**Records to use**.
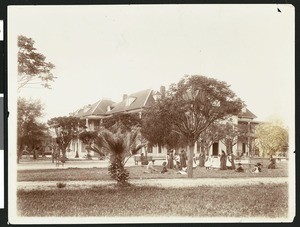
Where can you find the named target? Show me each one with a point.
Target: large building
(136, 103)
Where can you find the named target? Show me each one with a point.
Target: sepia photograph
(151, 113)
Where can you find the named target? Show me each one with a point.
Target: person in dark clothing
(223, 161)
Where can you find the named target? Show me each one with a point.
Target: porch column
(87, 123)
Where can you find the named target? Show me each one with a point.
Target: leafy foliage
(272, 138)
(191, 106)
(31, 132)
(32, 67)
(120, 145)
(196, 102)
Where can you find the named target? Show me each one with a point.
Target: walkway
(50, 185)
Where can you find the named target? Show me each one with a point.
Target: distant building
(135, 103)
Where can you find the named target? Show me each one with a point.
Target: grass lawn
(137, 172)
(265, 201)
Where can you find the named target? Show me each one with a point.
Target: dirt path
(50, 185)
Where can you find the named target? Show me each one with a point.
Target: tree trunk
(190, 159)
(232, 161)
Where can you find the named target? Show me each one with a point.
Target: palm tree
(121, 145)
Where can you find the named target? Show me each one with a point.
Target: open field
(137, 172)
(269, 200)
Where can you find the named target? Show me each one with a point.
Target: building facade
(135, 103)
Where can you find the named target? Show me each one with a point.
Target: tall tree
(32, 67)
(66, 129)
(272, 138)
(194, 103)
(31, 132)
(210, 135)
(121, 147)
(92, 141)
(156, 129)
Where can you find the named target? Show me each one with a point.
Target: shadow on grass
(105, 201)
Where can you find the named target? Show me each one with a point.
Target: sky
(107, 51)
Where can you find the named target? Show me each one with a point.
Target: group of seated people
(209, 164)
(150, 168)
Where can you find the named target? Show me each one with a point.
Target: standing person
(201, 159)
(223, 160)
(25, 151)
(171, 160)
(194, 161)
(177, 161)
(208, 162)
(182, 157)
(143, 159)
(271, 163)
(228, 162)
(164, 170)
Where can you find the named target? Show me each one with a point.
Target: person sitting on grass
(239, 168)
(150, 168)
(164, 170)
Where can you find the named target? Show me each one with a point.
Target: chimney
(163, 91)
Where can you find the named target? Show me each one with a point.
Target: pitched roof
(247, 114)
(133, 101)
(99, 108)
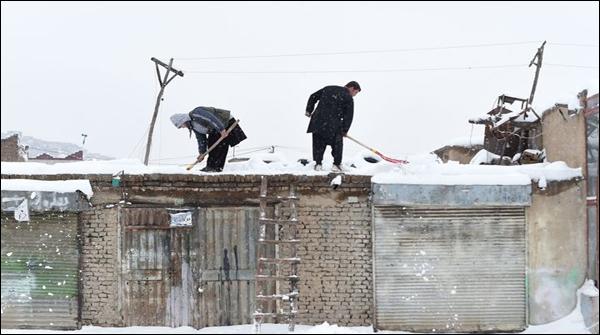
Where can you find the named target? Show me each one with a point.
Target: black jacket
(334, 113)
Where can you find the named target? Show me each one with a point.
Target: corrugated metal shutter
(40, 258)
(450, 269)
(227, 264)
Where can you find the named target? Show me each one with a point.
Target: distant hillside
(56, 149)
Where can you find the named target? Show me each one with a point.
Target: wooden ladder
(278, 235)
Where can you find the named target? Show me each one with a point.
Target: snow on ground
(571, 324)
(61, 186)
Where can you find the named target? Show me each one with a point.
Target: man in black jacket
(330, 122)
(209, 124)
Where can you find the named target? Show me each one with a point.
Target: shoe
(336, 169)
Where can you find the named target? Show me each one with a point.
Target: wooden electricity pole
(539, 55)
(163, 83)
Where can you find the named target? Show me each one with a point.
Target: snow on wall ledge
(422, 169)
(59, 186)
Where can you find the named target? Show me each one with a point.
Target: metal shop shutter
(449, 269)
(40, 258)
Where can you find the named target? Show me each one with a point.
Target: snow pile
(570, 324)
(455, 174)
(422, 169)
(60, 186)
(589, 289)
(466, 141)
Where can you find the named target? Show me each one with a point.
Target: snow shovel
(392, 160)
(201, 157)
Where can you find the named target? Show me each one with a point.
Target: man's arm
(207, 116)
(312, 100)
(348, 115)
(202, 142)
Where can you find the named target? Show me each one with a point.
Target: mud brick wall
(335, 232)
(99, 268)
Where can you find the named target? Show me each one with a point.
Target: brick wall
(10, 149)
(100, 273)
(335, 269)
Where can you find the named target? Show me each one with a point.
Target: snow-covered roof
(422, 169)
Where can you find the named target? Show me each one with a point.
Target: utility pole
(163, 83)
(539, 54)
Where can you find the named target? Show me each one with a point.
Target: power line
(573, 65)
(372, 70)
(359, 51)
(575, 45)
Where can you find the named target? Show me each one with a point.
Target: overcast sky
(72, 68)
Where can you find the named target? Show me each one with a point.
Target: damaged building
(391, 250)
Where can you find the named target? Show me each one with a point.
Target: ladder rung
(267, 277)
(278, 221)
(279, 260)
(277, 197)
(277, 296)
(278, 241)
(275, 314)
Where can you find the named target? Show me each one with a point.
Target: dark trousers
(320, 142)
(218, 155)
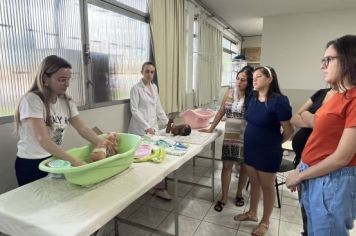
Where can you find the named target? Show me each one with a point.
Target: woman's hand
(77, 162)
(110, 147)
(293, 180)
(150, 131)
(206, 130)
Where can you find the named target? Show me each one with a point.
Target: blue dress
(263, 138)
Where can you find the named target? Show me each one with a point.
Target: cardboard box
(253, 54)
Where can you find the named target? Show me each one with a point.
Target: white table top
(55, 207)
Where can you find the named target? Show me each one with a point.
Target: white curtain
(209, 64)
(168, 35)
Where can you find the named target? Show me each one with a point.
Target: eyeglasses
(149, 71)
(64, 80)
(326, 60)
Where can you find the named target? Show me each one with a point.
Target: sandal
(219, 206)
(239, 201)
(261, 229)
(245, 217)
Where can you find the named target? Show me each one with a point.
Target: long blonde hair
(47, 68)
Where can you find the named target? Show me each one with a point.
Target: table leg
(212, 171)
(176, 202)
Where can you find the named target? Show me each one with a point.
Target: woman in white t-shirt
(42, 116)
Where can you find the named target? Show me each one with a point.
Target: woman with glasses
(327, 172)
(304, 119)
(267, 111)
(41, 118)
(147, 113)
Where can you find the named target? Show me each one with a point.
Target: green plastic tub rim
(44, 167)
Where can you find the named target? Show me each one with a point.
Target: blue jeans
(330, 202)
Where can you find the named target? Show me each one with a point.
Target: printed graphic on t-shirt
(59, 123)
(58, 136)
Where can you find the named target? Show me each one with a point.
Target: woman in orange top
(328, 168)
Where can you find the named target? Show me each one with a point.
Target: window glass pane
(234, 48)
(119, 45)
(226, 73)
(137, 4)
(29, 31)
(226, 43)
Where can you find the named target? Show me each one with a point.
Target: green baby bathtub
(95, 172)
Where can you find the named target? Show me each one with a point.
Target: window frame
(113, 6)
(231, 52)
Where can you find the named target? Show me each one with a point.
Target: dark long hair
(273, 88)
(346, 52)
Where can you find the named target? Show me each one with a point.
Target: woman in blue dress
(268, 110)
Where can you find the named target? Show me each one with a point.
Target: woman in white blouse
(147, 113)
(145, 105)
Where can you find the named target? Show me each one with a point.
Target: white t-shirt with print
(31, 106)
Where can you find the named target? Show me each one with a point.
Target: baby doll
(183, 129)
(101, 151)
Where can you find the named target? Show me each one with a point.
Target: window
(230, 50)
(118, 38)
(29, 31)
(140, 5)
(119, 45)
(195, 52)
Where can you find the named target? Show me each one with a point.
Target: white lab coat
(146, 109)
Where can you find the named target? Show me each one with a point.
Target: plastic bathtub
(95, 172)
(198, 118)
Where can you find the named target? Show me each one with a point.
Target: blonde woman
(42, 116)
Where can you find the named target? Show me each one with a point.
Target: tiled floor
(196, 212)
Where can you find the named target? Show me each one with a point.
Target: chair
(286, 166)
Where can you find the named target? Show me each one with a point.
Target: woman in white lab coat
(147, 113)
(145, 105)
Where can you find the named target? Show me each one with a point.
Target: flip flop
(239, 201)
(261, 229)
(245, 217)
(219, 206)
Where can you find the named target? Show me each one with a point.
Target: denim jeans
(330, 202)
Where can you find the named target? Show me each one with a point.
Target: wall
(294, 44)
(252, 41)
(111, 118)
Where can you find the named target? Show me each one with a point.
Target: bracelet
(100, 149)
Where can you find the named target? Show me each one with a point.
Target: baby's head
(185, 130)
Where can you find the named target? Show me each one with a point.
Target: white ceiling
(246, 16)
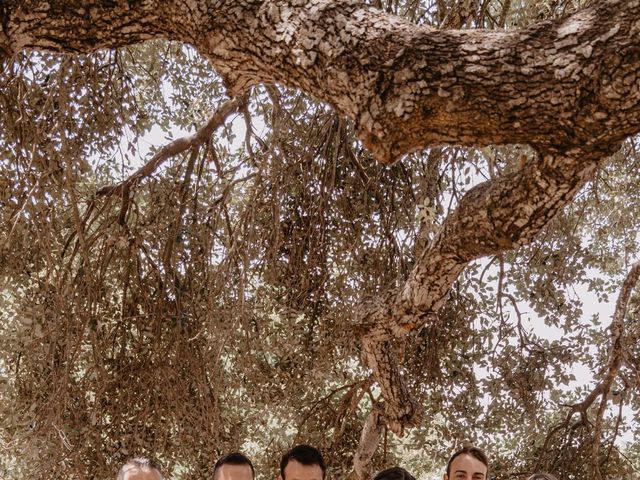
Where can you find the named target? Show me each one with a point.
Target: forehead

**Exercise brief**. Could you reproduce the data above exactly, without its pictures?

**Result of the exercise**.
Where can you find the named target? Show me each one with a point.
Target: large building
(136, 103)
Where can you find the named target? Show me each one with a point.
Target: sepia photograph
(151, 113)
Where can you find the named target? Show me each one with a point.
Target: person in dark clothing
(223, 161)
Where can you find the named target? Show me each one with a point.
Target: porch column
(87, 123)
Where can you find the named target? Show me each one with a point.
Target: leafy foliage
(272, 138)
(191, 106)
(31, 132)
(32, 67)
(120, 145)
(196, 102)
Where can you find the named target? Show me each one with a point.
Target: walkway
(50, 185)
Where can you find the named target? Show me each one with a point.
Target: distant building
(135, 103)
Where can you find the named target? Show me each one with a point.
Target: grass lawn
(137, 172)
(265, 201)
Where can you find the named target? Show me each one with a point.
Target: dirt path
(50, 185)
Where can you find the named target? Show me each one with a point.
Target: tree trunk
(190, 159)
(232, 161)
Where can you find the named target? Show me each one with a point.
Target: palm tree
(121, 145)
Where can you find the named target? Show me each one with a point.
Target: open field
(137, 172)
(269, 200)
Where can you find the named target? Show me each one with a point.
Target: building facade
(135, 103)
Where can you find the named target? Show me each one with a point.
Target: tall tree
(32, 67)
(66, 129)
(272, 138)
(194, 103)
(31, 132)
(210, 135)
(121, 147)
(92, 141)
(156, 129)
Where can you find the named target? Show me each one with a point.
Target: shadow on grass
(105, 201)
Where can you find the named target? Show me each one with a point.
Target: sky
(107, 51)
Where can you find the named target? Show me each one with a point.
Target: group of seated people
(209, 164)
(150, 168)
Where can you find the named target? Show me each one with a point.
Target: standing person
(201, 159)
(223, 160)
(25, 151)
(171, 160)
(194, 161)
(177, 161)
(208, 162)
(182, 157)
(143, 159)
(271, 163)
(228, 162)
(164, 170)
Where can you find the named target? Show me each one with a point.
Target: person sitting on grass
(239, 168)
(150, 168)
(164, 170)
Where can you find the named target? Show me each one with a point.
Target: chimney
(163, 91)
Where can you find the named target? Show me each one with a point.
Target: pitched roof
(247, 114)
(133, 101)
(99, 108)
Where can you find the named target? Show me each one with a point.
Target: black jacket
(334, 113)
Where can you find the named target? Show me each one with a point.
Target: corrugated metal shutter
(40, 258)
(450, 269)
(227, 264)
Where can you find the named target? Show me each one with a point.
Target: distant hillside
(56, 149)
Where can you find the named target? Show me each one with a point.
Target: wooden ladder
(278, 235)
Where can you find the named target? Show me each one with a point.
Target: snow on ground
(571, 324)
(61, 186)
Where can you find the named target? Show me each one with a point.
Target: man in black jacket
(330, 122)
(209, 124)
Where can you find the named target? Show me each one with a point.
Target: shoe
(336, 169)
Where can you find the named target? Show me each one with a point.
Target: wooden electricity pole
(539, 55)
(163, 83)
Where can you find the named target? Show me each one with a point.
Target: snow on wall ledge
(422, 169)
(59, 186)
Where can you find the named target? Show me each one with a point.
Target: metal shop shutter
(449, 269)
(40, 258)
Where can you find the named target? Show me each one with a point.
Target: snow pile
(570, 324)
(455, 174)
(422, 169)
(60, 186)
(589, 289)
(466, 141)
Where can you find the named target? Show me each one with a point.
Target: snow shovel
(392, 160)
(201, 157)
Where can you find the named target? Show me each one with a point.
Target: man's arm
(207, 116)
(312, 100)
(348, 115)
(202, 142)
Where can you find the named target? Show me each one with a point.
Target: mud brick wall
(335, 232)
(99, 268)
Where can you find the named target? Show me each one with a point.
Target: brick wall
(10, 149)
(100, 273)
(335, 269)
Where can you find the named target? Show me each one with a point.
Target: snow-covered roof
(422, 169)
Where can you find the named target? Show me each one with a point.
Target: utility pole
(163, 83)
(539, 54)
Where can you find the named target? Show me each one with a point.
Target: power line
(573, 65)
(372, 70)
(359, 51)
(575, 45)
Where can you find the named target? Show me each one with a point.
Target: overcast sky
(72, 68)
Where can you find the named target? Show me each one with a point.
Target: damaged building
(391, 250)
Where can you find the named target? Show me each one with a point.
Target: ladder rung
(267, 277)
(278, 221)
(279, 260)
(277, 197)
(277, 296)
(278, 241)
(275, 314)
Where can you find the named target? Show me each one with a point.
Target: dark trousers
(320, 142)
(218, 155)
Where can you find the named target? Show me each one with a point.
Target: woman's hand
(77, 162)
(110, 147)
(293, 180)
(150, 131)
(206, 130)
Where can you find the named target? Show me each one with a point.
Target: blue dress
(263, 138)
Where can you find the named target? Show me each one with a point.
Target: cardboard box
(253, 54)
Where can you find the named target? Show me each one with a point.
Target: white table top
(55, 207)
Where can you find the named target? Show me each one with a point.
Target: white curtain
(209, 64)
(168, 35)
Where can you find the named target? Show me each one with a point.
Target: eyeglasses
(149, 71)
(64, 80)
(326, 60)
Where can you find the named target? Show me each one with a point.
Target: sandal
(219, 206)
(239, 201)
(261, 229)
(245, 217)
Where can you find the named target? Show me each one with a point.
Target: long blonde hair
(47, 68)
Where can you find the named target? Show me each one with a point.
Target: table leg
(212, 171)
(176, 202)
Where can you find the named target? Show me each one with a point.
Target: woman in white t-shirt
(42, 116)
Where can you find the named target? Show me each one with a point.
Target: woman with glasses
(327, 172)
(304, 119)
(267, 111)
(41, 118)
(147, 113)
Where can you find the named target? Show me each one with a point.
Target: green plastic tub rim
(44, 167)
Where can you find the named target? Show me each one with a point.
Target: blue jeans
(330, 202)
Where can you find the named target? Show me each one with a point.
Target: printed graphic on t-shirt
(59, 123)
(58, 136)
Where can you find the named target? Show me each one with a point.
Target: woman in orange top
(328, 168)
Where can you find the named target? Show me each one with a point.
Target: window glass pane
(234, 48)
(119, 45)
(226, 73)
(137, 4)
(29, 31)
(226, 43)
Where can you find the named target? Show me each one with a point.
Target: green baby bathtub
(95, 172)
Where can you find the named target? Show me each one with a point.
Target: window frame
(113, 6)
(231, 52)
Where can you find the named target? Show me each one with a point.
Target: dark long hair
(273, 88)
(346, 52)
Where can you find the named target? Show me each one with a point.
Target: woman in blue dress
(268, 110)
Where can you find the named target? Show me each one with a point.
Target: woman in white blouse
(147, 113)
(145, 105)
Where can you find the named target? Show me each one with a point.
Target: white t-shirt with print
(31, 106)
Where can you find the named target? Show me each one with a point.
Target: baby doll
(183, 129)
(101, 151)
Where can you find the named target? Show me each one with a point.
Target: window
(230, 50)
(118, 38)
(29, 31)
(140, 5)
(119, 45)
(195, 52)
Where can you find the named target? Show me each one with a point.
Target: white lab coat
(146, 109)
Where can you find the named target? Show me each one with a point.
Target: plastic bathtub
(95, 172)
(198, 118)
Where can you find the named target? Show me each one with a point.
Target: blonde woman
(42, 116)
Where can you find the named target? Show me each one with a point.
Target: tiled floor
(196, 212)
Where can you find the named target? Show me each one with a point.
Target: chair
(286, 166)
Where can you find the named target? Show me each one with a point.
Target: woman in white lab coat
(147, 113)
(145, 105)
Where can you find the named target? Show me each one with a point.
Target: flip flop
(239, 201)
(261, 229)
(245, 217)
(219, 206)
Where can you find the named target? Show me each one with a point.
Target: denim jeans
(330, 202)
Where can you find the named target? Show me each one with a point.
Target: wall
(294, 44)
(252, 41)
(111, 118)
Where can you find the named target? Show me each one with a point.
Target: bracelet
(100, 149)
Where can you find the named target? Show me each one with a point.
Target: baby's head
(185, 130)
Where can you find the named target? Show me each one with a point.
Target: white ceiling
(246, 16)
Where can you find the named target? Show me each one with a point.
Target: forehead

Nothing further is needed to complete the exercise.